• [The records]:

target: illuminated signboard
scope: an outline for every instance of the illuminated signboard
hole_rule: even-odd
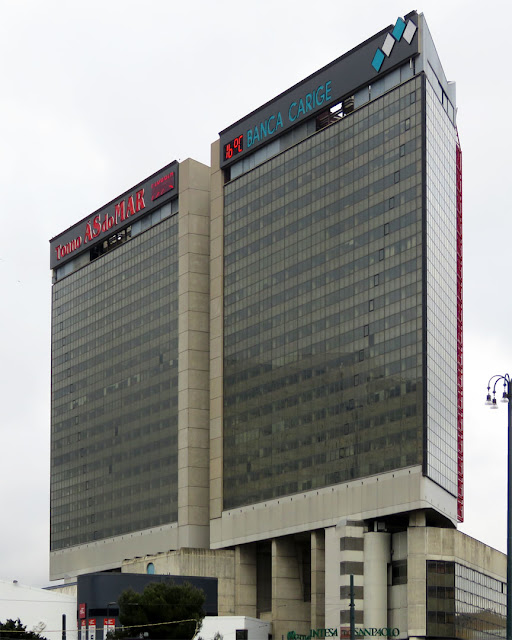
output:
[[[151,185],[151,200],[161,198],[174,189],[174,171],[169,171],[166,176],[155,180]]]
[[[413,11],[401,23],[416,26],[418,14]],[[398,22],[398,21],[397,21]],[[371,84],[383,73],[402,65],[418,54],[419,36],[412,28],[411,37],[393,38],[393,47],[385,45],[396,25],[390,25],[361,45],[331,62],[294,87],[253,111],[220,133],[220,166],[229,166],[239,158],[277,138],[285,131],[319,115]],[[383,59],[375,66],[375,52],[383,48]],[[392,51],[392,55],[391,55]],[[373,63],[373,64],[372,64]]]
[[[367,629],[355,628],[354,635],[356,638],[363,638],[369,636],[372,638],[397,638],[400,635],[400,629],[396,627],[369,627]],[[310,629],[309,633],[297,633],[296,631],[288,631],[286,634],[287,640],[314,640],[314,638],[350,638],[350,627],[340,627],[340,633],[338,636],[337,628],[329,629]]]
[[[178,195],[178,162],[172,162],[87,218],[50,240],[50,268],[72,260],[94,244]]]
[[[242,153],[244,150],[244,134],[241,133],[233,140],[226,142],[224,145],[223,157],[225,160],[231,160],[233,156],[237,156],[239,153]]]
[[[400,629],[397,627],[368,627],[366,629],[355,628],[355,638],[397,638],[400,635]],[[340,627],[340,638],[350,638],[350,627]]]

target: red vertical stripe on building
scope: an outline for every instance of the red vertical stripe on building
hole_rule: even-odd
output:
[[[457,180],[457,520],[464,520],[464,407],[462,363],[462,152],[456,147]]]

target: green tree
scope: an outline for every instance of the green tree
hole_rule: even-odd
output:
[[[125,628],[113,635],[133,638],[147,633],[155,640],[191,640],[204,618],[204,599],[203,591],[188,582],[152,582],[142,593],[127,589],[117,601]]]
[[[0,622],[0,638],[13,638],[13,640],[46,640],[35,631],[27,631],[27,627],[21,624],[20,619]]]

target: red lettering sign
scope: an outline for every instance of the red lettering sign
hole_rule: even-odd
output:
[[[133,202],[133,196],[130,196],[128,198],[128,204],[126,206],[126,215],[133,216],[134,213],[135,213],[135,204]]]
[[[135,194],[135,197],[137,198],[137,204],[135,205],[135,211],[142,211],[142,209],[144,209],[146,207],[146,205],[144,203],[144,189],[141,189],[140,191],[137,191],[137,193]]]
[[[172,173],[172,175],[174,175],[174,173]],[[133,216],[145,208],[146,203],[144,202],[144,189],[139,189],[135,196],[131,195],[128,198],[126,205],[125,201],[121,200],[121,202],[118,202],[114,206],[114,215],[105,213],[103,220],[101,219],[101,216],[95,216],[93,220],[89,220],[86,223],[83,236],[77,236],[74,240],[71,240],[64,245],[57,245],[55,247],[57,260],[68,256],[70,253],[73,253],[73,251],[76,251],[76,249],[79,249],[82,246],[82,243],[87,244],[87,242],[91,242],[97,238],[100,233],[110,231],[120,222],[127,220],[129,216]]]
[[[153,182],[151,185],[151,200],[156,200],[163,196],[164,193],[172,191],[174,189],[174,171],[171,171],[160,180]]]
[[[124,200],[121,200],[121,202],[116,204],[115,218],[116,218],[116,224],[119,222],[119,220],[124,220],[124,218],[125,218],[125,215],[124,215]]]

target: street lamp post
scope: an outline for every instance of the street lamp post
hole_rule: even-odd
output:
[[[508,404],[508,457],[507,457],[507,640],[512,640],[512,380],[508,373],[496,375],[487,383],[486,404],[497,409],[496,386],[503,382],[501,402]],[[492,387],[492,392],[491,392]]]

• [Required action]:
Every line of the data above is to be set down exactly; the pictures are not.

• [Response to the exercise]:
target: illuminated signboard
scope: an outline for every instance of the illuminated signboard
hole_rule: even-odd
output:
[[[151,185],[151,200],[161,198],[174,189],[174,171],[169,171],[166,176],[155,180]]]
[[[413,11],[401,23],[416,26],[418,14]],[[398,22],[398,21],[397,21]],[[371,84],[383,73],[402,65],[418,54],[419,36],[412,28],[411,37],[393,38],[393,47],[385,45],[396,25],[390,25],[361,45],[331,62],[294,87],[253,111],[220,133],[220,166],[229,166],[239,158],[277,138],[285,131],[319,115]],[[383,59],[375,66],[375,52],[383,48]],[[392,51],[392,55],[391,55]],[[373,63],[373,64],[372,64]]]
[[[367,629],[355,628],[354,635],[356,638],[363,638],[369,636],[372,638],[397,638],[400,635],[400,629],[396,627],[369,627]],[[310,629],[309,633],[297,633],[296,631],[288,631],[286,634],[287,640],[314,640],[314,638],[350,638],[350,627],[340,627],[340,633],[338,636],[337,628],[329,629]]]
[[[178,195],[178,162],[172,162],[87,218],[50,240],[50,268],[72,260],[94,244]]]
[[[242,153],[244,150],[244,134],[241,133],[233,140],[226,142],[224,145],[223,157],[225,160],[231,160],[233,156],[237,156],[239,153]]]
[[[400,629],[397,627],[368,627],[366,629],[355,628],[355,638],[397,638],[400,635]],[[340,627],[340,638],[350,638],[350,627]]]

target: red vertical stripe on building
scope: an outline for every instance of the red vertical stripe on building
hole_rule: even-odd
output:
[[[457,180],[457,520],[464,520],[464,407],[462,363],[462,152],[456,147]]]

target: green tree
scope: an outline for every instance of the green tree
hole_rule: even-odd
output:
[[[125,628],[113,635],[133,638],[147,633],[155,640],[191,640],[204,618],[204,599],[203,591],[188,582],[152,582],[142,593],[127,589],[117,601]]]
[[[0,622],[0,638],[13,638],[13,640],[46,640],[35,631],[27,631],[27,627],[21,624],[20,619]]]

target: red lettering sign
scope: an outline for every instance of the red lettering sign
hole_rule: even-odd
output:
[[[133,202],[133,196],[130,196],[128,198],[128,204],[126,206],[126,215],[133,216],[134,213],[135,213],[135,204]]]
[[[135,194],[135,197],[137,198],[137,204],[135,205],[135,211],[142,211],[142,209],[144,209],[146,207],[146,205],[144,203],[144,189],[141,189],[140,191],[137,191],[137,193]]]
[[[172,173],[172,175],[174,175],[174,173]],[[133,216],[145,208],[146,203],[144,202],[144,189],[139,189],[135,196],[131,195],[128,198],[126,205],[125,201],[121,200],[121,202],[118,202],[114,206],[114,215],[105,213],[103,220],[101,219],[101,216],[95,216],[93,220],[89,220],[86,223],[83,236],[77,236],[74,240],[71,240],[64,245],[57,245],[55,247],[57,260],[68,256],[70,253],[73,253],[73,251],[76,251],[76,249],[79,249],[82,246],[82,243],[87,244],[87,242],[91,242],[97,238],[100,233],[110,231],[120,222],[127,220],[129,216]]]
[[[153,182],[151,185],[151,200],[156,200],[163,196],[164,193],[172,191],[174,189],[174,171],[171,171],[160,180]]]
[[[124,200],[121,200],[121,202],[116,204],[115,218],[116,218],[116,224],[119,222],[119,220],[124,220],[124,218],[125,218],[125,215],[124,215]]]

target: street lamp post
scope: an outline for every instance of the street lamp post
hole_rule: even-odd
output:
[[[508,404],[508,457],[507,457],[507,640],[512,640],[512,380],[508,373],[496,375],[487,383],[486,404],[497,409],[496,386],[503,382],[501,402]],[[492,387],[492,392],[491,392]]]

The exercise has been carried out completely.